*** TEXTO DE ORIGEM

“Vou saber quando forem as contrações de parto?”, perguntei à minha doula. Ela sorriu e respondeu-me com a sabedoria habitual, “Acredita, minha querida, vais saber.” A proximidade do segundo parto acordou os fantasmas do primeiro.
Um parto induzido às 38 semanas numa espécie de TGV de contrações, que por serem “sintéticas” me pareceram tão aceleradas como controláveis – ou talvez tenha sido eu a iludir-me e a rejeitar a epidural para sentir tudo, “pelo menos isto não me tiram”.
No primeiro parto fui passageira de uma viagem que sonhei, desejei ardentemente, e temi que nunca me chegasse. No bilhete o carimbo “sofrimento fetal”. Não percebi. “O coração desacelera com as contrações, vamos ter de induzir”, dizia a médica, e eu, a perceber sem perceber, gritava mentalmente “Espera, espera, espeeeeeeeraaaaaaa! não foi nada disto que planeámos. Quais contrações? Eu mal as sinto!”.

******
*** CONJUNTO DE ENTRADAS

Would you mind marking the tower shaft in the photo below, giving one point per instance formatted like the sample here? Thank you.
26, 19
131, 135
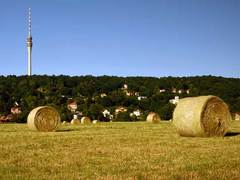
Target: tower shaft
29, 44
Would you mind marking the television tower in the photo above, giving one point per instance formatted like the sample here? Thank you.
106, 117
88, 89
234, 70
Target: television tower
29, 43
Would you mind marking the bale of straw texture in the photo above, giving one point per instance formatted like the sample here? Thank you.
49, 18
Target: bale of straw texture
202, 116
43, 118
153, 118
65, 123
85, 120
75, 121
95, 121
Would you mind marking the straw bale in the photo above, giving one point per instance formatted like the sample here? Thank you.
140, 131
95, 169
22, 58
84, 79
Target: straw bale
75, 121
201, 116
95, 121
153, 118
85, 120
43, 118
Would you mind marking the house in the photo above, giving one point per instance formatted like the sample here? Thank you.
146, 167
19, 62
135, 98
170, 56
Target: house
16, 110
120, 109
7, 118
136, 113
102, 95
107, 114
237, 117
162, 90
174, 90
129, 93
136, 93
180, 91
125, 86
72, 106
141, 98
175, 100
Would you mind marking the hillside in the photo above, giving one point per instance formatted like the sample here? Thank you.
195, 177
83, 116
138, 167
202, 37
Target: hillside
93, 95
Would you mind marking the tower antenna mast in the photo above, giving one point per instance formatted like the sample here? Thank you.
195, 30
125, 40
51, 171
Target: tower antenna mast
29, 42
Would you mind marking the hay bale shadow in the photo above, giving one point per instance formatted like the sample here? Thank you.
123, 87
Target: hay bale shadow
229, 134
65, 130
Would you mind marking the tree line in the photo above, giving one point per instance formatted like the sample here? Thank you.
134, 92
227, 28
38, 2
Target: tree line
142, 93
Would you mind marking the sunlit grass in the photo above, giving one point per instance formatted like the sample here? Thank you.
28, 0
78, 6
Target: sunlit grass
116, 151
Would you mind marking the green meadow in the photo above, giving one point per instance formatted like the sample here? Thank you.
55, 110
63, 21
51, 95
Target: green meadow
135, 150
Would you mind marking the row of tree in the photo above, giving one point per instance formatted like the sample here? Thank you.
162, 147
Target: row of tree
30, 92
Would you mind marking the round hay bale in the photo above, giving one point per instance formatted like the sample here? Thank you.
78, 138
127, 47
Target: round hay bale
95, 121
64, 123
75, 121
43, 118
153, 118
202, 116
85, 120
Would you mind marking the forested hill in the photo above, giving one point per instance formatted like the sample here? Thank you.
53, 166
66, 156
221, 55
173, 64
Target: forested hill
94, 94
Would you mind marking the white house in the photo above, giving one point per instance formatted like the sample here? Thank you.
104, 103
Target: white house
175, 100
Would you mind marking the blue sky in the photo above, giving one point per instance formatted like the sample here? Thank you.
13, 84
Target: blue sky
122, 37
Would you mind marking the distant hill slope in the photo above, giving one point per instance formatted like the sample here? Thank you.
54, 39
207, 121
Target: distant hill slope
94, 94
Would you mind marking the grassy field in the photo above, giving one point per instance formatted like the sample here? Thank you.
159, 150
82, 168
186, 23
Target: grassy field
117, 151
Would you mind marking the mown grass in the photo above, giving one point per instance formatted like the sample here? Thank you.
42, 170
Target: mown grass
116, 151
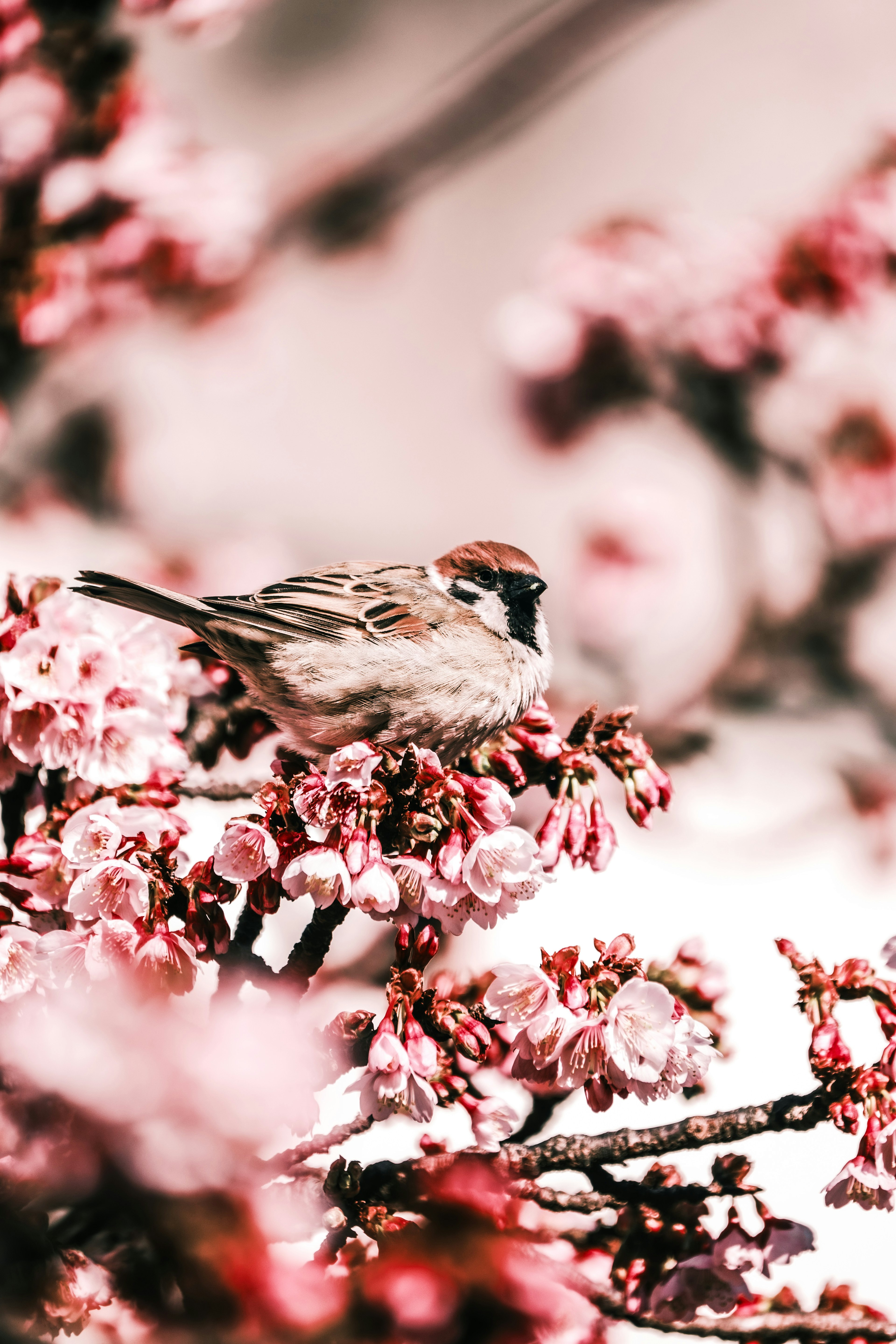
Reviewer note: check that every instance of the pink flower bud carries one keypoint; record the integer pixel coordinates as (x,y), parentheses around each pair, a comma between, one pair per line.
(828,1052)
(425,945)
(602,839)
(574,994)
(620,949)
(550,836)
(451,858)
(577,834)
(357,851)
(490,803)
(421,1049)
(598,1095)
(387,1052)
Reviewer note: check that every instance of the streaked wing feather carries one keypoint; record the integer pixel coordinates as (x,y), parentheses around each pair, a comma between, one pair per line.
(338,604)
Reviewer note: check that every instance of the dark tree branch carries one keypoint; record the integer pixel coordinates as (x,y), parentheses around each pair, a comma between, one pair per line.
(514,78)
(307,958)
(774,1327)
(394,1183)
(284,1163)
(581,1152)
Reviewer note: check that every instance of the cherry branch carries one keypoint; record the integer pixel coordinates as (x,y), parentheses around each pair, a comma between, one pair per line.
(494,95)
(392,1183)
(766,1326)
(283,1163)
(580,1152)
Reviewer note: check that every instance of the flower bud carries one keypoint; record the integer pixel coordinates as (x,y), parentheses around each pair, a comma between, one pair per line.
(577,834)
(620,949)
(828,1052)
(424,827)
(601,842)
(574,994)
(451,857)
(598,1095)
(550,836)
(357,851)
(425,945)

******

INSTRUÇÕES DA TAREFA :: Continue o relato sobre os partos a partir do ponto em que o texto termina. As entradas são material independente, sem ligação ao texto de origem.

RESULTADO DA TAREFA ::
No dia seguinte induzimos. Com a indução veio a cesariana. O pano que me deixou detrás do palco sem ver o espetáculo mais extraordinário da vida. Não houve pele a pele, os braços presos e as pernas adormecidas a domarem-me a alma. Senti a pele de pêssego, o cheiro a útero, num micro segundo em que a encostaram à minha cara – mas filha, esse micro segundo foi tão eterno que te seguiria pelo cheiro até ao fim da terra, se preciso fosse. Não foi.
Nasci naquele dia e quando chegámos a casa chorava de alegria pela minha filha e de dor por mim, pelo corpo cortado, pela memória de espectadora da sua entrada na vida. “Queria mais de ti, de mim, para ti, para nós”.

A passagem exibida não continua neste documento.